Mycophenolate mofetil: pure red cell aplasia

Healthcare professionals should consider a dose reduction or discontinuation of mycophenolate mofetil if patients develop pure red cell aplasia.

Article date: July 2009

Mycophenolate mofetil (CellCept) is an immunosuppressant indicated in combination with ciclosporin and corticosteroids for prophylaxis of acute transplant rejection in adults receiving allogeneic renal, cardiac or hepatic transplants, and in children and adolescents (age 2–18 years) receiving renal transplants.

Up to April 2009, 41 cases of pure red cell aplasia had been reported worldwide in association with mycophenolate mofetil. Pure red cell aplasia is a type of anaemia in which there is a selective reduction of red blood cell precursors on bone-marrow examination. Some patients were also receiving other medicines that could have contributed to the development of pure red cell aplasia (eg, alemtuzumab, tacrolimus, azathioprine, and co-trimoxazole). In 4 cases dose reduction, and in 12 cases discontinuation, of mycophenolate mofetil led to resolution of the condition. The mechanism by which mycophenolate mofetil may cause pure red cell aplasia is unknown.

QUESTIONS:
1: Copy the mycophenolate mofetil article between "Mycophenolate mofetil: pure" and "red cell aplasia.", inclusive, changing "Healthcare professionals" to "Prescribers".
2: According to the mycophenolate mofetil article, how many cases of pure red cell aplasia linked to the drug had been reported worldwide up to April 2009?

RECORDS:
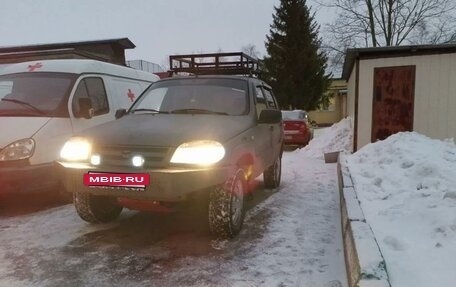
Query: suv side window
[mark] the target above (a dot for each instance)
(94, 89)
(260, 100)
(269, 98)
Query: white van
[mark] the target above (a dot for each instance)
(43, 103)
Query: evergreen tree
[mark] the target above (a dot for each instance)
(295, 65)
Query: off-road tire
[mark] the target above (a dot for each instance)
(223, 222)
(96, 209)
(273, 174)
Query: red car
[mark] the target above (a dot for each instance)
(296, 127)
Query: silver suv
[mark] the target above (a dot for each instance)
(204, 135)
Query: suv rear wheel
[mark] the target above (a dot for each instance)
(273, 174)
(226, 206)
(96, 209)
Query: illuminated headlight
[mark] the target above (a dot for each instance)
(199, 152)
(76, 149)
(137, 161)
(95, 159)
(20, 149)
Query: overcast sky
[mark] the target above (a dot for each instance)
(158, 28)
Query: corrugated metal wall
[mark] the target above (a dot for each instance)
(435, 94)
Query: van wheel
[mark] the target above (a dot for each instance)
(273, 174)
(96, 209)
(226, 206)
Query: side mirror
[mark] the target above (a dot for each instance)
(270, 116)
(85, 108)
(120, 113)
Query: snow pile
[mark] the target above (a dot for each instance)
(338, 137)
(407, 188)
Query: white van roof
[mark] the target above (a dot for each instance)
(78, 67)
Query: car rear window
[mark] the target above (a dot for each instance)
(294, 115)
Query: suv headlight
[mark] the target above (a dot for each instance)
(76, 149)
(20, 149)
(199, 152)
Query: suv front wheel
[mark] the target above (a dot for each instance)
(226, 206)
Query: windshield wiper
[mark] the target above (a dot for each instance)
(25, 104)
(150, 110)
(196, 111)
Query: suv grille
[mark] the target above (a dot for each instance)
(121, 155)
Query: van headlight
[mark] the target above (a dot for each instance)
(76, 149)
(199, 152)
(21, 149)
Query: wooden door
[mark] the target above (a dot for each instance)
(393, 101)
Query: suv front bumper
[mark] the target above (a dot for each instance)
(169, 185)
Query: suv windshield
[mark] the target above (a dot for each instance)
(35, 94)
(195, 96)
(294, 115)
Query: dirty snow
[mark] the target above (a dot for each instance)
(291, 238)
(338, 137)
(407, 188)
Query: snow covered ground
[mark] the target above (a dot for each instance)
(291, 237)
(407, 188)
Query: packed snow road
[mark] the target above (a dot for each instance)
(291, 237)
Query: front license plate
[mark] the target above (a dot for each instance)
(117, 180)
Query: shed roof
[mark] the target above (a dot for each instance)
(392, 51)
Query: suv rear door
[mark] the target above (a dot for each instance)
(264, 151)
(276, 129)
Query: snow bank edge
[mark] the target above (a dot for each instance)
(364, 262)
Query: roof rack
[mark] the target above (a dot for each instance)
(236, 63)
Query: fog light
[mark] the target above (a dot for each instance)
(137, 161)
(95, 159)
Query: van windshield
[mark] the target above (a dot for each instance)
(35, 94)
(195, 96)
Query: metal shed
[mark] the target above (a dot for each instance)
(405, 88)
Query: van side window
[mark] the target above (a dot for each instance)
(260, 100)
(269, 98)
(92, 88)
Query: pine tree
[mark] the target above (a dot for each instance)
(295, 65)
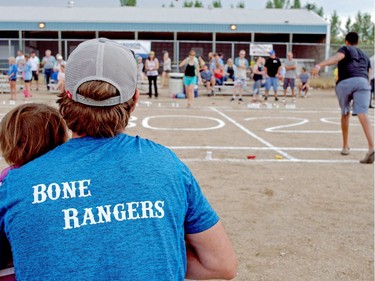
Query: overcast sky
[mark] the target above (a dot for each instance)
(344, 8)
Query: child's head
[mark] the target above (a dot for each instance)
(12, 60)
(29, 131)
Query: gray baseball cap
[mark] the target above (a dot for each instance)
(105, 60)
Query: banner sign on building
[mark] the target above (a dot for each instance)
(260, 49)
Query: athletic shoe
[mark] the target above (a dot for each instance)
(369, 158)
(345, 151)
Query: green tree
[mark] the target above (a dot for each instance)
(187, 4)
(335, 28)
(313, 7)
(129, 3)
(363, 26)
(216, 4)
(198, 4)
(277, 4)
(348, 25)
(241, 5)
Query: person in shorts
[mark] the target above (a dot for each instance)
(290, 75)
(27, 77)
(191, 77)
(272, 68)
(352, 86)
(41, 129)
(107, 205)
(12, 77)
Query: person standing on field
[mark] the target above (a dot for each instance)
(352, 86)
(102, 206)
(290, 75)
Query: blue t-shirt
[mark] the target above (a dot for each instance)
(355, 64)
(12, 70)
(27, 73)
(206, 75)
(102, 209)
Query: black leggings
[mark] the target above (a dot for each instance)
(150, 79)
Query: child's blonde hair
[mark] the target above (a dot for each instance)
(102, 122)
(29, 131)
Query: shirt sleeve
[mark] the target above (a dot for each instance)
(200, 215)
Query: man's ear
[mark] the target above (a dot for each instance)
(135, 99)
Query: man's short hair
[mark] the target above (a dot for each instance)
(352, 38)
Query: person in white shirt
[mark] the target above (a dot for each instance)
(35, 63)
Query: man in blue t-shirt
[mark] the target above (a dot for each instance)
(106, 205)
(352, 85)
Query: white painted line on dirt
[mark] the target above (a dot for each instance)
(266, 143)
(228, 160)
(145, 123)
(302, 121)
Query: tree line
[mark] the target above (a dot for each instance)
(361, 23)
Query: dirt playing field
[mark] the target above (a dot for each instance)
(299, 210)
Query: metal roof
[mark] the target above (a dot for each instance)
(162, 19)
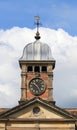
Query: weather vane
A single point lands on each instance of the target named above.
(37, 23)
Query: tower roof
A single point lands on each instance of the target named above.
(36, 51)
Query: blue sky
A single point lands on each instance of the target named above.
(54, 14)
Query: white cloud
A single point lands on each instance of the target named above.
(64, 50)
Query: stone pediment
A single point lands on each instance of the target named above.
(36, 108)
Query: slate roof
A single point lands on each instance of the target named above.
(25, 104)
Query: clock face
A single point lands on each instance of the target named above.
(37, 86)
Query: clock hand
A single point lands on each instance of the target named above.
(37, 86)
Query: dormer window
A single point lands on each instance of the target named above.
(44, 69)
(37, 69)
(29, 69)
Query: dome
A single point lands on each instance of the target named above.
(36, 51)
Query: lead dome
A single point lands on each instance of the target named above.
(37, 51)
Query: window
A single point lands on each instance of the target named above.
(29, 69)
(44, 69)
(37, 69)
(36, 110)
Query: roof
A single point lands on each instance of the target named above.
(29, 103)
(72, 111)
(36, 51)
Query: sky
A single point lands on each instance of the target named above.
(58, 30)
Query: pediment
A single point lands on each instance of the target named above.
(36, 108)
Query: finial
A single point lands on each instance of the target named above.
(37, 23)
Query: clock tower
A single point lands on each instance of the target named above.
(37, 66)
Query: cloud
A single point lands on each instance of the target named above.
(64, 51)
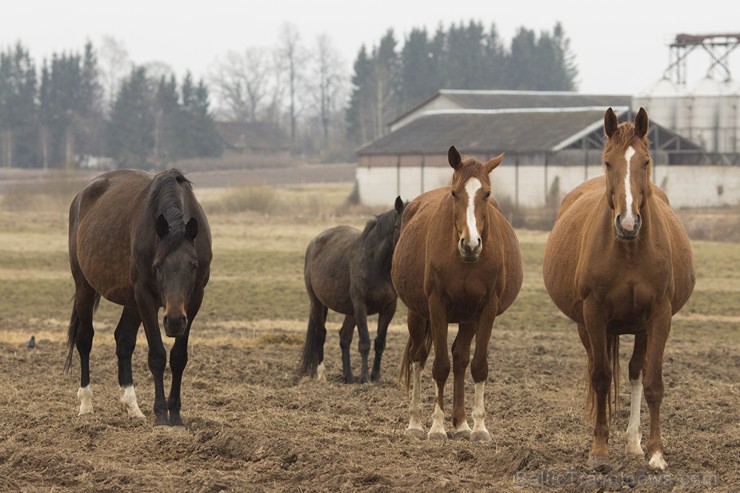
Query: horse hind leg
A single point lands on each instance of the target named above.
(125, 335)
(81, 334)
(312, 359)
(345, 341)
(384, 319)
(636, 367)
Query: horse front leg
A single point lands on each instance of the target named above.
(178, 362)
(345, 341)
(125, 336)
(479, 371)
(384, 320)
(415, 357)
(657, 335)
(636, 367)
(601, 378)
(157, 358)
(460, 360)
(363, 339)
(441, 366)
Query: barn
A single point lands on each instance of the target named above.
(552, 141)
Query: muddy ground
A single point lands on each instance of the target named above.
(251, 424)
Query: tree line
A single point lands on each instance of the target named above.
(96, 103)
(389, 80)
(58, 116)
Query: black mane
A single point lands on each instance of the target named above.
(164, 199)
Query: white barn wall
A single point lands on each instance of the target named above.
(687, 186)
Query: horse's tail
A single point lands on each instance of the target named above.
(612, 352)
(409, 356)
(74, 323)
(311, 349)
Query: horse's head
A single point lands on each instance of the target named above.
(175, 267)
(627, 166)
(471, 192)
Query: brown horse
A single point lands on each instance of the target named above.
(140, 241)
(457, 261)
(618, 261)
(349, 271)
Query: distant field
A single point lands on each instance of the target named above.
(251, 424)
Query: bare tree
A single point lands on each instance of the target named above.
(114, 65)
(329, 84)
(292, 63)
(242, 83)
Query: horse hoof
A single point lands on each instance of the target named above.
(462, 435)
(415, 433)
(595, 461)
(657, 462)
(437, 436)
(480, 436)
(635, 449)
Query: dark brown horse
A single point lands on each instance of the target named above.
(141, 241)
(618, 261)
(457, 261)
(349, 271)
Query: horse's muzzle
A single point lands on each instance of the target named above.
(628, 230)
(175, 326)
(468, 253)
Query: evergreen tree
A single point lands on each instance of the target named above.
(130, 132)
(359, 108)
(18, 111)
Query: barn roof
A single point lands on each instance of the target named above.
(511, 130)
(500, 99)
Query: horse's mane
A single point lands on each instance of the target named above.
(164, 199)
(470, 167)
(623, 137)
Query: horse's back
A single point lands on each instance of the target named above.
(327, 267)
(512, 260)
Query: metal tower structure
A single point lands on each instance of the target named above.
(718, 46)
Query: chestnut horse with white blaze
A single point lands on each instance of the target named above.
(457, 261)
(618, 261)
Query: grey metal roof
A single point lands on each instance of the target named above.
(501, 99)
(484, 132)
(511, 130)
(533, 99)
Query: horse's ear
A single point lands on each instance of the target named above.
(163, 227)
(454, 157)
(641, 123)
(491, 164)
(610, 123)
(191, 229)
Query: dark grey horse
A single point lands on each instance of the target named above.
(348, 270)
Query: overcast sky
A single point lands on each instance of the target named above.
(619, 46)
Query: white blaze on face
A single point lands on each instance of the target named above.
(628, 219)
(471, 187)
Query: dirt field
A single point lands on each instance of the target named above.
(252, 425)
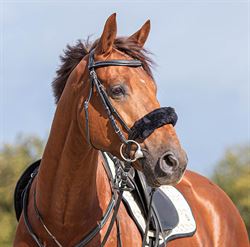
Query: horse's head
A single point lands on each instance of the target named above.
(132, 93)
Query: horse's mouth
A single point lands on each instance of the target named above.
(148, 168)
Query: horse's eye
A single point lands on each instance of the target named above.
(117, 91)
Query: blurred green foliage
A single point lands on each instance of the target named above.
(232, 174)
(14, 158)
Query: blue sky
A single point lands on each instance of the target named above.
(201, 49)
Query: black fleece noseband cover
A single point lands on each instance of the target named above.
(145, 126)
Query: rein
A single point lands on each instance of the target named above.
(141, 129)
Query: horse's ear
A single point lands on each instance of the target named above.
(142, 34)
(107, 39)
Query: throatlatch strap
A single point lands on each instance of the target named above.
(145, 126)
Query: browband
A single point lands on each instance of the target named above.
(98, 64)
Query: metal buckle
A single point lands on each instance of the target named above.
(138, 153)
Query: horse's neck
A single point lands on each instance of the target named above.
(71, 183)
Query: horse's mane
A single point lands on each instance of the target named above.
(73, 55)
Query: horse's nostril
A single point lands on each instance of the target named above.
(167, 162)
(170, 160)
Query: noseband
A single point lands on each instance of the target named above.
(141, 129)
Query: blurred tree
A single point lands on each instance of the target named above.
(14, 158)
(232, 174)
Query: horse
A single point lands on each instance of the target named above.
(71, 192)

ANSWERS FOR THIS EXERCISE:
1:
Mycophenolate mofetil: pure red cell aplasia

Prescribers should consider a dose reduction or discontinuation of mycophenolate mofetil if patients develop pure red cell aplasia.

2: 41 cases.